• [Work request]: In the records below, repeat exactly the lines between the line holding "Target: duckling's leg" and the line holding "Target: short dark hair", inclusive, and drop the pictures.

• [Data under study]:
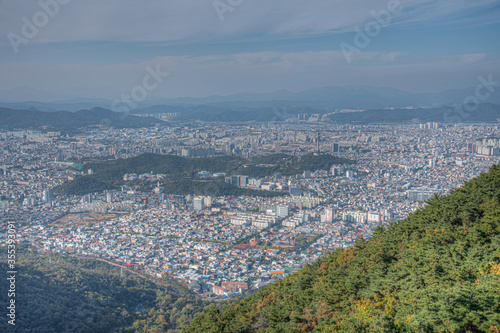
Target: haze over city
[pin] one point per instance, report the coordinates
(253, 166)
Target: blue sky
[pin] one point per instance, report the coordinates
(99, 48)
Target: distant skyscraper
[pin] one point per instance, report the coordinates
(47, 195)
(317, 143)
(282, 211)
(199, 204)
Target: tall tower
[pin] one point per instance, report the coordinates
(317, 144)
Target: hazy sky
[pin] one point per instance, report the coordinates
(103, 47)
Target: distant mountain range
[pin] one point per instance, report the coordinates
(63, 120)
(325, 98)
(445, 114)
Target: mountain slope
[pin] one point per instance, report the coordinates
(62, 293)
(436, 271)
(63, 120)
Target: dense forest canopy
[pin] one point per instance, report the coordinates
(109, 175)
(62, 293)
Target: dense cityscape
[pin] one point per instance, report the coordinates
(222, 246)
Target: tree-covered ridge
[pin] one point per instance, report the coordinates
(61, 293)
(436, 271)
(109, 175)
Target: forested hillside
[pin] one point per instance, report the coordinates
(59, 293)
(109, 175)
(436, 271)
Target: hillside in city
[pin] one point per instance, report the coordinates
(63, 120)
(62, 293)
(436, 271)
(109, 175)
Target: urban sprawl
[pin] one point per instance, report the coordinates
(225, 246)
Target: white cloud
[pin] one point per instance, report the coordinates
(259, 71)
(195, 20)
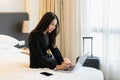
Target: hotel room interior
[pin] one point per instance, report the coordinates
(98, 20)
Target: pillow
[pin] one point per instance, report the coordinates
(7, 41)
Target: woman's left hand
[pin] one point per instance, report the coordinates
(68, 62)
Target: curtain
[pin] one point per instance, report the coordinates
(101, 20)
(55, 6)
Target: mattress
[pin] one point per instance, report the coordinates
(14, 65)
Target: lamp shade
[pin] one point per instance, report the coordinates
(27, 26)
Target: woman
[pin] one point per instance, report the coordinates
(42, 39)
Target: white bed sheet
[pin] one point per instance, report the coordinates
(16, 67)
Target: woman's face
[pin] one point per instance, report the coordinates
(52, 26)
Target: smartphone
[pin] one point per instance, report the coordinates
(46, 73)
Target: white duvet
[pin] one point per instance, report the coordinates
(15, 66)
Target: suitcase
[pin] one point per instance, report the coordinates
(91, 61)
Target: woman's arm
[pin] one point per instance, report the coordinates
(35, 48)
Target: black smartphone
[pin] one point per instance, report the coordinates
(46, 73)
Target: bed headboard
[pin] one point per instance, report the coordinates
(11, 24)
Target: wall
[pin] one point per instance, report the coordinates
(12, 5)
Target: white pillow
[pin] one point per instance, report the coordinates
(7, 41)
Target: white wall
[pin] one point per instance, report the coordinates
(12, 6)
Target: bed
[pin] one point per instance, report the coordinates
(14, 64)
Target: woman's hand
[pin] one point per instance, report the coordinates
(68, 62)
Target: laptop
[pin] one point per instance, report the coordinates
(78, 65)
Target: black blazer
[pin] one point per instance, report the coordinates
(39, 58)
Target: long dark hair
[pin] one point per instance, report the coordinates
(44, 24)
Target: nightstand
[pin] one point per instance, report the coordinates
(25, 50)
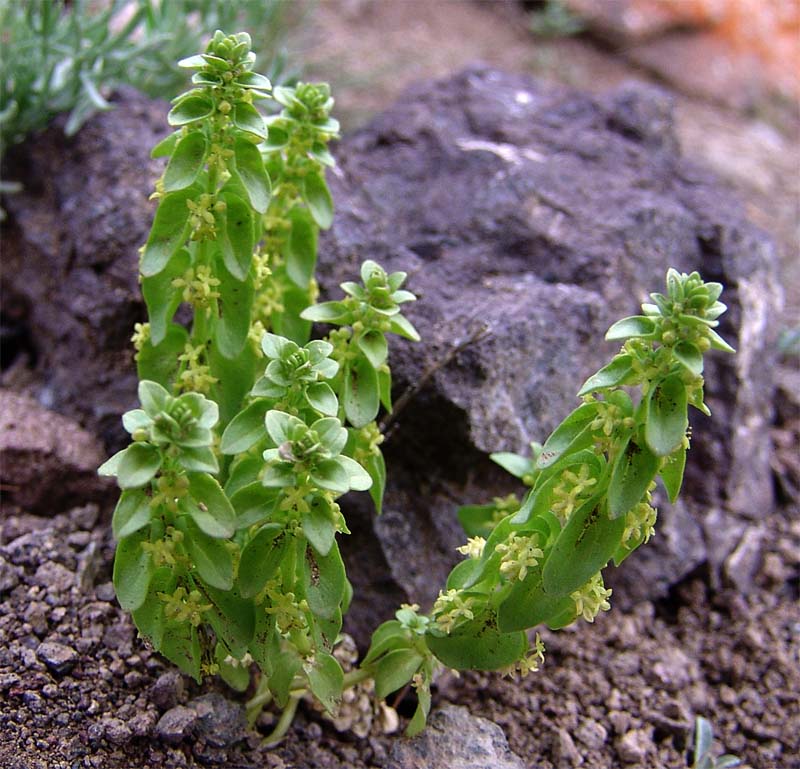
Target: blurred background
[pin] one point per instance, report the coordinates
(732, 65)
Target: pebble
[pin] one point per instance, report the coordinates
(9, 576)
(116, 731)
(167, 691)
(591, 733)
(221, 721)
(634, 746)
(566, 754)
(55, 577)
(59, 658)
(176, 724)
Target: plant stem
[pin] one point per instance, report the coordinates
(285, 721)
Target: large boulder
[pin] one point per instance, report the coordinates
(528, 216)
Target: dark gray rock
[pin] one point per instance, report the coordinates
(455, 739)
(176, 724)
(168, 690)
(9, 576)
(70, 257)
(529, 218)
(220, 721)
(60, 659)
(47, 462)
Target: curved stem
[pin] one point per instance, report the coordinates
(284, 722)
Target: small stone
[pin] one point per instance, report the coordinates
(116, 731)
(9, 576)
(142, 723)
(221, 721)
(457, 740)
(55, 577)
(176, 724)
(591, 733)
(167, 691)
(59, 658)
(105, 592)
(634, 746)
(742, 564)
(7, 680)
(566, 753)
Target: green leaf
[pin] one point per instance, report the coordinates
(420, 717)
(149, 617)
(689, 357)
(527, 605)
(318, 199)
(236, 239)
(232, 617)
(388, 636)
(634, 471)
(373, 345)
(583, 548)
(321, 398)
(260, 559)
(253, 503)
(477, 520)
(666, 419)
(329, 474)
(395, 670)
(181, 646)
(198, 460)
(634, 326)
(318, 526)
(671, 473)
(190, 109)
(235, 303)
(212, 511)
(211, 557)
(235, 380)
(168, 233)
(301, 248)
(515, 464)
(238, 676)
(478, 645)
(326, 588)
(161, 297)
(251, 174)
(400, 325)
(573, 434)
(245, 429)
(138, 465)
(247, 118)
(385, 388)
(133, 569)
(186, 162)
(614, 374)
(131, 514)
(326, 680)
(165, 146)
(375, 465)
(160, 362)
(361, 397)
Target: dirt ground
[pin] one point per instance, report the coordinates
(621, 692)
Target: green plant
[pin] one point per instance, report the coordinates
(555, 20)
(67, 57)
(703, 740)
(249, 433)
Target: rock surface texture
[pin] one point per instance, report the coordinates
(528, 217)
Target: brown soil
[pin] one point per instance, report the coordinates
(621, 692)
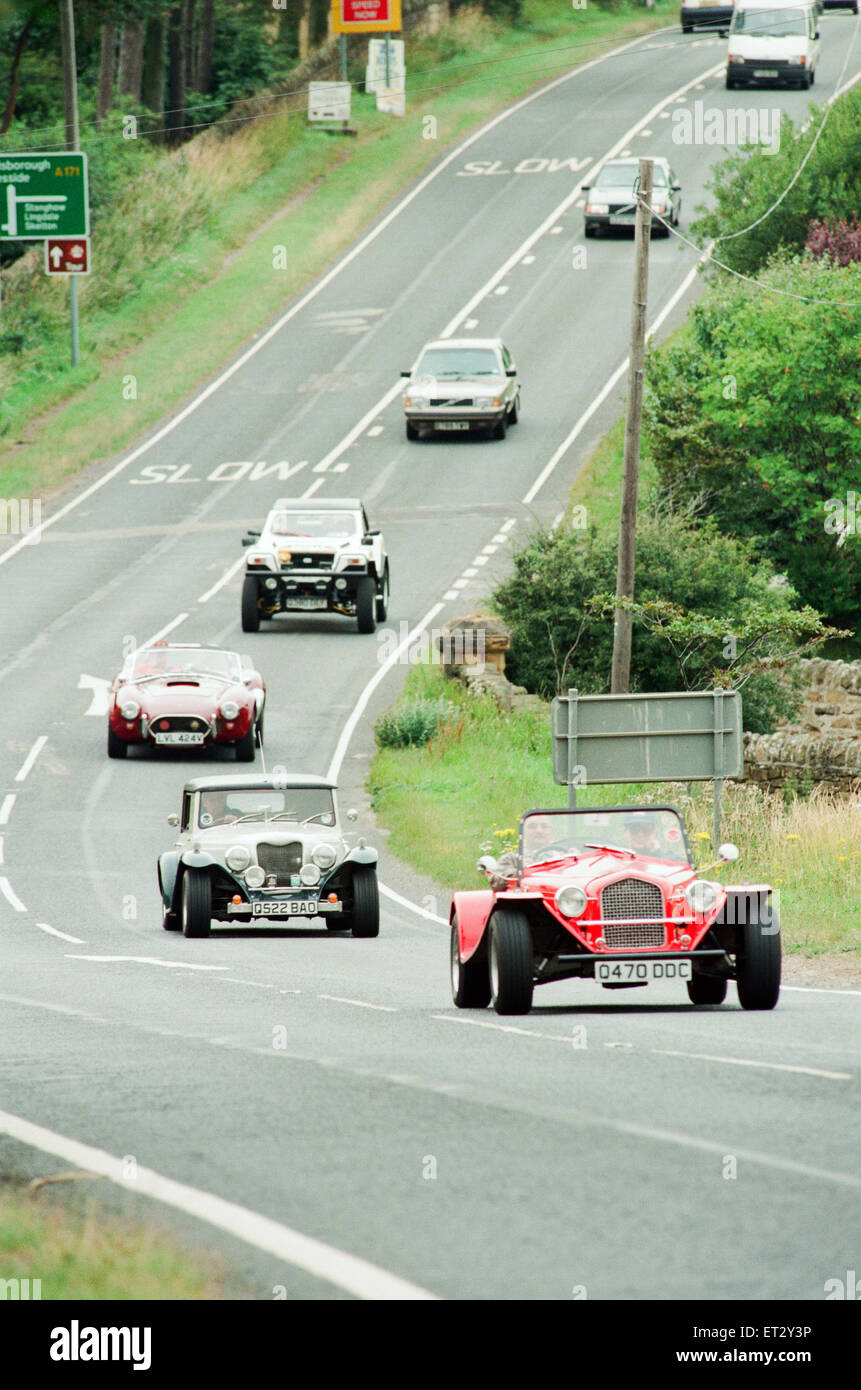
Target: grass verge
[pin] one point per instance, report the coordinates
(77, 1251)
(463, 792)
(185, 263)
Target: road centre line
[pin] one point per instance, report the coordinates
(31, 758)
(335, 1266)
(316, 289)
(11, 897)
(63, 936)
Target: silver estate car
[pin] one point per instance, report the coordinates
(612, 202)
(465, 385)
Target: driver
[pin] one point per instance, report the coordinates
(641, 833)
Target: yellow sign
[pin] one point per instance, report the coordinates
(366, 15)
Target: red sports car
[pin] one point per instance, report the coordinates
(187, 697)
(611, 894)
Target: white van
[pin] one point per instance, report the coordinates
(771, 42)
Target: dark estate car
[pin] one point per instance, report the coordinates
(611, 894)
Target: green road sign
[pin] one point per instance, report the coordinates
(42, 195)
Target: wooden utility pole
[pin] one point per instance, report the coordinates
(73, 139)
(628, 520)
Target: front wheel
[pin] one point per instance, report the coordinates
(366, 599)
(366, 902)
(470, 979)
(116, 747)
(251, 613)
(758, 961)
(511, 962)
(196, 904)
(703, 988)
(383, 598)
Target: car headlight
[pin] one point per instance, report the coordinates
(701, 895)
(570, 901)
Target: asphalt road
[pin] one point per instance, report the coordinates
(630, 1148)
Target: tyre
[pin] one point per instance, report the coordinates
(366, 599)
(758, 961)
(470, 979)
(701, 988)
(116, 747)
(246, 747)
(196, 904)
(511, 962)
(251, 613)
(383, 598)
(366, 902)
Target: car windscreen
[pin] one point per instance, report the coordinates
(288, 805)
(337, 526)
(177, 662)
(547, 836)
(458, 362)
(771, 24)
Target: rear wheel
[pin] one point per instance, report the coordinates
(251, 613)
(366, 902)
(511, 962)
(470, 979)
(366, 599)
(383, 598)
(116, 747)
(196, 904)
(758, 959)
(703, 988)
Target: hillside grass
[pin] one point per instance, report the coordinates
(463, 794)
(182, 262)
(79, 1251)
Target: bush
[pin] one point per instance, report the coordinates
(559, 640)
(757, 413)
(412, 724)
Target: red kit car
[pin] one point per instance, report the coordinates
(187, 697)
(611, 894)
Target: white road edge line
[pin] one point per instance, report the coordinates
(316, 289)
(31, 758)
(63, 936)
(335, 1266)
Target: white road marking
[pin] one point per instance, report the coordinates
(360, 1004)
(31, 758)
(312, 293)
(170, 965)
(99, 694)
(169, 627)
(224, 580)
(11, 897)
(744, 1061)
(335, 1266)
(63, 936)
(347, 733)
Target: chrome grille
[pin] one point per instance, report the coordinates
(283, 861)
(628, 937)
(630, 898)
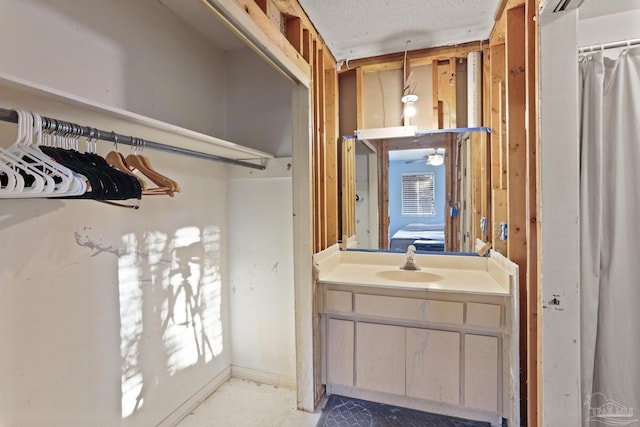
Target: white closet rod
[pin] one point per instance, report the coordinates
(610, 45)
(89, 132)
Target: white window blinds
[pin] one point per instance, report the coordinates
(418, 194)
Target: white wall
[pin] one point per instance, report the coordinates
(111, 316)
(560, 256)
(561, 35)
(258, 108)
(609, 28)
(134, 55)
(261, 271)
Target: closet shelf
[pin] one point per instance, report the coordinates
(18, 93)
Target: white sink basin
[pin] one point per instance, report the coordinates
(409, 276)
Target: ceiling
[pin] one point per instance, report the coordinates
(355, 29)
(362, 28)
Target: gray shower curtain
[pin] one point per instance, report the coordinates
(610, 238)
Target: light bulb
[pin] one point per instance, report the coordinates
(409, 110)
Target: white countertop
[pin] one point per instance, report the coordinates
(439, 273)
(467, 281)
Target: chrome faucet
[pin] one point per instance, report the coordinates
(410, 263)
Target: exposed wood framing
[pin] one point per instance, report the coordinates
(383, 193)
(415, 57)
(331, 151)
(451, 84)
(273, 32)
(534, 370)
(517, 167)
(348, 189)
(452, 189)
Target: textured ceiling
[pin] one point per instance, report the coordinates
(362, 28)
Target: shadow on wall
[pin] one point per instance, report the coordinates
(170, 307)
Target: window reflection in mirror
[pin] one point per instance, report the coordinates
(432, 191)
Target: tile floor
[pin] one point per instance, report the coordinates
(242, 403)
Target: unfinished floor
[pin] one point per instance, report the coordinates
(242, 403)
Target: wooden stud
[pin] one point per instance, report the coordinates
(273, 32)
(444, 94)
(307, 45)
(498, 215)
(453, 92)
(437, 106)
(331, 165)
(497, 114)
(533, 371)
(383, 193)
(294, 33)
(517, 168)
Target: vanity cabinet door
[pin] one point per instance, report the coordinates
(481, 372)
(340, 335)
(433, 365)
(380, 358)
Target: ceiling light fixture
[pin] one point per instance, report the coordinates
(409, 108)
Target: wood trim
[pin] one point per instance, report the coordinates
(273, 33)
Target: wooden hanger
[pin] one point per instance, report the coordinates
(143, 165)
(116, 160)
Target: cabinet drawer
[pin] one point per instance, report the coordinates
(484, 315)
(410, 309)
(338, 302)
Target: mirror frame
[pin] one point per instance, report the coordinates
(467, 190)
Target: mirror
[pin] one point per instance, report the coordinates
(431, 190)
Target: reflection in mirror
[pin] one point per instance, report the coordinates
(431, 190)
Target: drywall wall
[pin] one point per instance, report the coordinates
(609, 28)
(261, 272)
(112, 316)
(137, 56)
(560, 240)
(258, 106)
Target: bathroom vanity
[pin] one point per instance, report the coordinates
(442, 339)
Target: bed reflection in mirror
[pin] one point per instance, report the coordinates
(431, 190)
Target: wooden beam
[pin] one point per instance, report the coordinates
(272, 32)
(533, 345)
(331, 152)
(517, 170)
(499, 216)
(435, 91)
(294, 33)
(415, 57)
(452, 85)
(497, 35)
(498, 116)
(383, 193)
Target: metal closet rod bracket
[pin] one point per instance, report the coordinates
(72, 129)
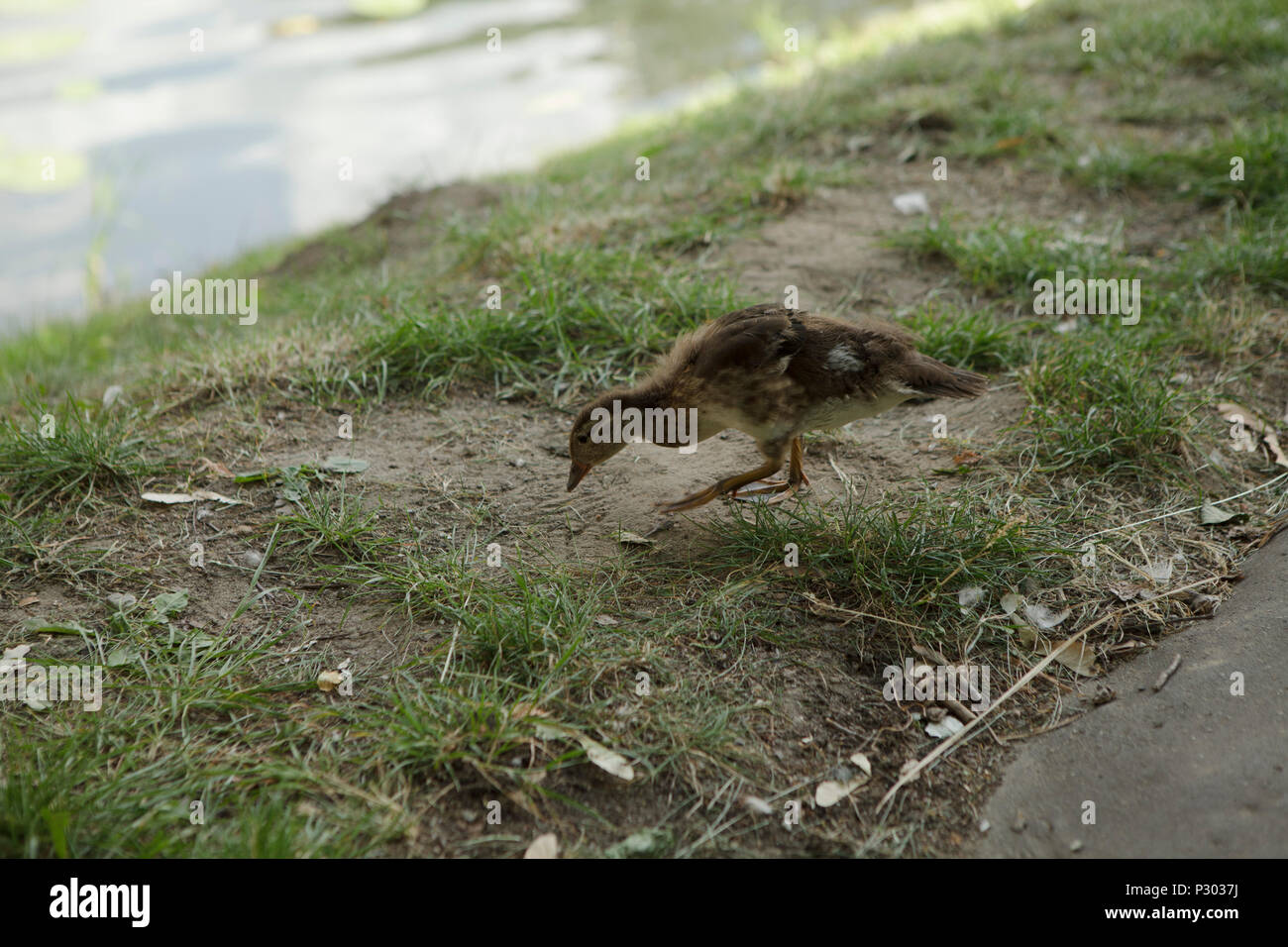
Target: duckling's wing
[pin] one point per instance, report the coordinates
(759, 343)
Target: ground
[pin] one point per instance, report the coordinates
(515, 652)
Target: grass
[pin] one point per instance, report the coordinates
(71, 450)
(1099, 403)
(716, 671)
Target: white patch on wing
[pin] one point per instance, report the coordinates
(841, 359)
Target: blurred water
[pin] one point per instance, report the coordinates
(132, 146)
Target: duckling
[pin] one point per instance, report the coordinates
(773, 373)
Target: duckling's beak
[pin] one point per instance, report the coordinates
(578, 472)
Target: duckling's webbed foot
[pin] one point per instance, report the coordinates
(729, 484)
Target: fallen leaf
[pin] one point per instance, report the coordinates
(1250, 419)
(1043, 617)
(171, 499)
(944, 728)
(911, 202)
(1159, 573)
(632, 539)
(605, 759)
(214, 467)
(524, 709)
(346, 466)
(1275, 450)
(1077, 657)
(1212, 514)
(544, 847)
(39, 626)
(123, 655)
(167, 604)
(1126, 591)
(647, 843)
(14, 654)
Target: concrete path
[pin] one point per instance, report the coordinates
(1185, 771)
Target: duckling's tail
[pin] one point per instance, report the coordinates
(932, 379)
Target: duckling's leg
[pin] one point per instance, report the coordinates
(797, 478)
(725, 486)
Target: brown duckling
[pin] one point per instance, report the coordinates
(773, 373)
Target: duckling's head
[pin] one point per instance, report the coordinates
(591, 438)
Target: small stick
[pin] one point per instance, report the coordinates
(1168, 673)
(914, 771)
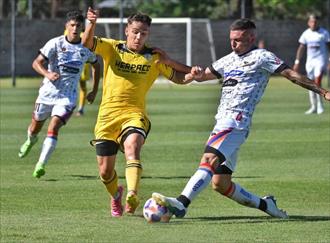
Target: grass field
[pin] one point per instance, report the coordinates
(287, 154)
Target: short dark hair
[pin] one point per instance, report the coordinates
(139, 17)
(314, 16)
(75, 15)
(242, 24)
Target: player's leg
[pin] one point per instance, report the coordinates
(40, 114)
(223, 184)
(133, 142)
(202, 177)
(106, 152)
(311, 94)
(318, 81)
(135, 129)
(60, 115)
(196, 184)
(82, 97)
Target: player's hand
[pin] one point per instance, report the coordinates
(92, 15)
(90, 97)
(327, 96)
(163, 57)
(52, 76)
(295, 67)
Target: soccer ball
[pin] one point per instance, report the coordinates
(154, 212)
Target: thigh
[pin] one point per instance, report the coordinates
(134, 123)
(42, 112)
(228, 142)
(64, 112)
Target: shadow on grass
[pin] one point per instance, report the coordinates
(89, 177)
(261, 219)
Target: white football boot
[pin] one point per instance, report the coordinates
(171, 203)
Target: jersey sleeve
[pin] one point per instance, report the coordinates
(103, 47)
(217, 68)
(270, 62)
(302, 38)
(92, 58)
(327, 36)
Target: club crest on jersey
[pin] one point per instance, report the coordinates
(233, 73)
(148, 56)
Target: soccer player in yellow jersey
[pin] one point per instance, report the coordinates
(130, 68)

• [Written solution]:
Target: duckling's leg
[pin] one point per instance, report the coordinates
(797, 478)
(725, 486)
Target: brown duckling
[pin] one point per instance, report the coordinates
(773, 373)
Target: duckling's head
[pin] one point per instance, report the coordinates
(591, 438)
Target: small stick
[pin] one point per instance, report the coordinates
(1168, 673)
(914, 771)
Target: grass field
[pin] one point per instance, report the coordinates
(287, 154)
Target: short dark hair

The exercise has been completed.